### Materials provided ###
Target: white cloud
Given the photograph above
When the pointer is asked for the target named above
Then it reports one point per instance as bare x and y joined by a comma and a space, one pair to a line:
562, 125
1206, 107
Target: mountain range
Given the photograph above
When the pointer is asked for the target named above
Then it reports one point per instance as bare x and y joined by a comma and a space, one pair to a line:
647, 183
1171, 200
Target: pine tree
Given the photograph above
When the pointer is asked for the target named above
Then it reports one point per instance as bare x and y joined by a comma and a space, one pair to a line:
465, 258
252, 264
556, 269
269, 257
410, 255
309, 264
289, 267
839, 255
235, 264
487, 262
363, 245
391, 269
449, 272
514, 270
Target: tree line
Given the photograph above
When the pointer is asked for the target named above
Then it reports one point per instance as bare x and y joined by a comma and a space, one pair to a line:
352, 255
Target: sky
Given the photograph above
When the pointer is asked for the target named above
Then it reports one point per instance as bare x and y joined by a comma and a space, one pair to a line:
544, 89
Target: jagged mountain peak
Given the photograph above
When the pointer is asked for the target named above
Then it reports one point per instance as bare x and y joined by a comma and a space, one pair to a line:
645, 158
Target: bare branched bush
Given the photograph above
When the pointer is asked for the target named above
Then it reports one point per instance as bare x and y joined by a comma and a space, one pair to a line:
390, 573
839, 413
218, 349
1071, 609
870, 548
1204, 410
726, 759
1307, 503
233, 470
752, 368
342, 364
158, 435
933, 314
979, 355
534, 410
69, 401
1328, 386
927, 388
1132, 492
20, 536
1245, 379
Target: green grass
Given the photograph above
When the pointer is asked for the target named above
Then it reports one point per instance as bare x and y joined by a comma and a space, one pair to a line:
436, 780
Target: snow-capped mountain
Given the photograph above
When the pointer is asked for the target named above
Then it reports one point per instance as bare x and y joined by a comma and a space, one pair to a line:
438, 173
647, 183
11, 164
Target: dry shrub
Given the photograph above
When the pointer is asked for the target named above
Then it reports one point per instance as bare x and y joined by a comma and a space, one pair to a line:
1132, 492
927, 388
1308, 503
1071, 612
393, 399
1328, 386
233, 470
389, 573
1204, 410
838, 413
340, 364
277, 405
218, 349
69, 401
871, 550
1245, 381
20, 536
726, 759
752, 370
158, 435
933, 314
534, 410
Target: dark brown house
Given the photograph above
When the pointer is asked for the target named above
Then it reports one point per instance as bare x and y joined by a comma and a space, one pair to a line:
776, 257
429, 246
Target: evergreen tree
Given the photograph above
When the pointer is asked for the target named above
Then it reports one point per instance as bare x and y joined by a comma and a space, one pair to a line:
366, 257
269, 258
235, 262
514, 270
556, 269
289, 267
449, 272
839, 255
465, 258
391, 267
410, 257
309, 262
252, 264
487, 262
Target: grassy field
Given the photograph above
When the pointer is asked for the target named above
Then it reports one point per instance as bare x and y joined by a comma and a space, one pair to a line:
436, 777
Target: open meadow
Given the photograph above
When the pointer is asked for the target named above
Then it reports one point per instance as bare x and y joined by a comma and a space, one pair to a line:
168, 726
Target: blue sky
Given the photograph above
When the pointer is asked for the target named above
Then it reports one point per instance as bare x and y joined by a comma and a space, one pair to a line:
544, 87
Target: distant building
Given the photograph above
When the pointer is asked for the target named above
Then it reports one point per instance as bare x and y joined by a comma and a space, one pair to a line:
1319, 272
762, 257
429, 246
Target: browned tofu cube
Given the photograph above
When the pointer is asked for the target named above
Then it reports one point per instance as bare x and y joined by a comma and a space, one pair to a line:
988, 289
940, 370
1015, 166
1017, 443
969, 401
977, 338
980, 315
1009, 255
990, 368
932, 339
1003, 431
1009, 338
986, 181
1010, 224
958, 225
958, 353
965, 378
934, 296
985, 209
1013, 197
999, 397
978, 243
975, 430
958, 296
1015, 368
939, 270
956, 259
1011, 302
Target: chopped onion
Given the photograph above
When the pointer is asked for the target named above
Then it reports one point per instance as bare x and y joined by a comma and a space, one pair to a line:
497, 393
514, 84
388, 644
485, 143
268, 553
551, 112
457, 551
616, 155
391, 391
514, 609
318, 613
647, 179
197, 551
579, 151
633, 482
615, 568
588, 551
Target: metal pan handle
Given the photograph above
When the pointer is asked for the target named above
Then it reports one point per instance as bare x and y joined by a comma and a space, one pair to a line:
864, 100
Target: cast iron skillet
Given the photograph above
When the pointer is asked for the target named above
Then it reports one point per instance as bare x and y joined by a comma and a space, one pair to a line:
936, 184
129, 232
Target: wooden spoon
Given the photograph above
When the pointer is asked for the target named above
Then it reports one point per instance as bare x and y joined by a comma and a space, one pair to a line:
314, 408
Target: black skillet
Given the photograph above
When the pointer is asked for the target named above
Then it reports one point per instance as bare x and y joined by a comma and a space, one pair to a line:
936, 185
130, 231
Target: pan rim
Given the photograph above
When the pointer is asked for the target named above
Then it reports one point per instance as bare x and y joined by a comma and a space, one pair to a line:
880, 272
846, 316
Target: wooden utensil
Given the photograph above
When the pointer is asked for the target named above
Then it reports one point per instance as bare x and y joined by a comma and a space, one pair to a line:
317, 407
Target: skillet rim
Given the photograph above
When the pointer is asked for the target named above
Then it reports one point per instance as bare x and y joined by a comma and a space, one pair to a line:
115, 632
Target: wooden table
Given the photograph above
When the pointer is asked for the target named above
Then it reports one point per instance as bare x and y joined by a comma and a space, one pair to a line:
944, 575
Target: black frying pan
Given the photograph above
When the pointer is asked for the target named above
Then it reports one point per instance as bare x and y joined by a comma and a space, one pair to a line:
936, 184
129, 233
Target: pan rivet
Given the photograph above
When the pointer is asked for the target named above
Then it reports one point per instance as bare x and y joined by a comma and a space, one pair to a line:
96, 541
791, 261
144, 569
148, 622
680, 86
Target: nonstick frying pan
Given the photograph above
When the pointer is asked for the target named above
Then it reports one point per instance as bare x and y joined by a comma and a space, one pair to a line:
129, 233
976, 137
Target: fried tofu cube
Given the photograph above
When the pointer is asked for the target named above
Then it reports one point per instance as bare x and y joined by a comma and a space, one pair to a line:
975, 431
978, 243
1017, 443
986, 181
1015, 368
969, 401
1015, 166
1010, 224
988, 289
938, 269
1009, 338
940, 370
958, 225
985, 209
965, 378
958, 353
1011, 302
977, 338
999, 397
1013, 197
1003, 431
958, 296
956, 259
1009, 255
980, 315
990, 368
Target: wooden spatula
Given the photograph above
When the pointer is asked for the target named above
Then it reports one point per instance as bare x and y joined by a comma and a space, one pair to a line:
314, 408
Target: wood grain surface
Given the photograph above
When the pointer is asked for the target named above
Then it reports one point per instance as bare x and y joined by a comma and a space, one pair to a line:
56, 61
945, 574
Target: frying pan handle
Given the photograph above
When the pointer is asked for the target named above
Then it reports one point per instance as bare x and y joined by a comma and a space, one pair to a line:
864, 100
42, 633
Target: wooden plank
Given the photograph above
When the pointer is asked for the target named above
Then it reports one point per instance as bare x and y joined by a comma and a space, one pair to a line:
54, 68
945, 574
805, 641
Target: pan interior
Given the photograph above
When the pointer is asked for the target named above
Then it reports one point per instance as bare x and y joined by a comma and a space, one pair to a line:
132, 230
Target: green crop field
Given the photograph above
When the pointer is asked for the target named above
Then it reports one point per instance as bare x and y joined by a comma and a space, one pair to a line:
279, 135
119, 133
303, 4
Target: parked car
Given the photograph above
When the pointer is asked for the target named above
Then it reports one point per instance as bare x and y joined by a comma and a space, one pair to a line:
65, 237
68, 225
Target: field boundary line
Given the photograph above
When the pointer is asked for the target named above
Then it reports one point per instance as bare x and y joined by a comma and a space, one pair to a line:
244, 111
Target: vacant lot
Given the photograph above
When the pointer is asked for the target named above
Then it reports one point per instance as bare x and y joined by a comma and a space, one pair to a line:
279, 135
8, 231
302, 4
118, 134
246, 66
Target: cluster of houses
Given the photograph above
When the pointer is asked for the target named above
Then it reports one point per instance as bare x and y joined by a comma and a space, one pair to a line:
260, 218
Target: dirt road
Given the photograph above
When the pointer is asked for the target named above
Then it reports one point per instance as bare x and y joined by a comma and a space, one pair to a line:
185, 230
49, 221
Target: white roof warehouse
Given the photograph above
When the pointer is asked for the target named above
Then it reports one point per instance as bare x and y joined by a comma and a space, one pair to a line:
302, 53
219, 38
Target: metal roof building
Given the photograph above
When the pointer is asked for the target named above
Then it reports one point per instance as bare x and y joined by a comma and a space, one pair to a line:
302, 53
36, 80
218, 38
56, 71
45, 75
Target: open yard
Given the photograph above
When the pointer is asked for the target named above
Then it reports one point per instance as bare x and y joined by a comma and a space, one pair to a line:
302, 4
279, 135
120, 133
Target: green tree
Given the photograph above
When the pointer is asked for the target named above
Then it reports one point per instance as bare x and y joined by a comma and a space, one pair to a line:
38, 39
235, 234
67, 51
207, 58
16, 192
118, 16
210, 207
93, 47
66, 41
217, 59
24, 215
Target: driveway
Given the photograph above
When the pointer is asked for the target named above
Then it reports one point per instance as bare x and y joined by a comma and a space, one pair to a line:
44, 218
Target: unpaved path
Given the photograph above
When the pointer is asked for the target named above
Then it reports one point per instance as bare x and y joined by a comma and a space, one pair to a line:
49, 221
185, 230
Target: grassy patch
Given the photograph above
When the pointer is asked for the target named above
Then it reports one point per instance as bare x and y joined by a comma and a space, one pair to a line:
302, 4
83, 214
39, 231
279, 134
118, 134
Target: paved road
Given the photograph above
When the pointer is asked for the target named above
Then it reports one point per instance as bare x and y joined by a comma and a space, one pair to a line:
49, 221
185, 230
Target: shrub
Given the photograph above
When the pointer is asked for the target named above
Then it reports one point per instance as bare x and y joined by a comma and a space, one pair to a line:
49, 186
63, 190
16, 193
###
*What is required:*
Beginning at the line that holds "Target: metal roof building", write out word for word each line through the end of the records.

*Solution to this problem:*
Target: metal roof building
Given the photograph above
When the pointer is asked for the target named above
Then it reports one point per instance as bare x and y joined by a comma and a space, one pair to a line:
302, 53
36, 80
218, 38
56, 71
45, 75
Target: open yard
Given the photograph above
When the pointer is asked for the target named above
Then it reports one point per instance as bare x and y joined by a comma and a space, one pair to a line:
302, 4
279, 135
120, 133
Target: green tree
Given the photograph above
When the pointer is asked for the target named above
Then it reports one point per instance as bare x and y joined by a comma and a space, one pair to a line:
38, 39
235, 234
67, 51
207, 58
16, 192
118, 16
210, 207
93, 47
66, 41
217, 59
24, 215
Target: driveway
Given the photograph above
When the pointer is asked for the target named above
Then it reports one point per instance as bare x and y joined by a comma and a space, one pair to a line:
44, 218
Target: unpaved path
Given the photograph above
When the pointer is asked for the target named above
Then it reports one point per instance as bare x and y joined by a comma and a space, one pair to a line:
49, 221
185, 230
Target: grassy patch
Given the photograph above
When the pointer is asked for the target named above
Then it reports one point per instance as bare x and y joined by a comma and a space, one pair to a line:
302, 4
83, 214
39, 231
279, 134
118, 134
Target: paved road
Given the photograph above
When the pointer is asked for the target named above
Then it reports one point per instance as bare x and y joined by a comma and a space, one pair to a line:
49, 221
185, 230
Target: shrub
Given the photograph above
When the pointer is asked for the target named above
Then it reports one point per instance as bare x and y joined by a comma and a space, one pair to a line:
49, 186
63, 190
16, 193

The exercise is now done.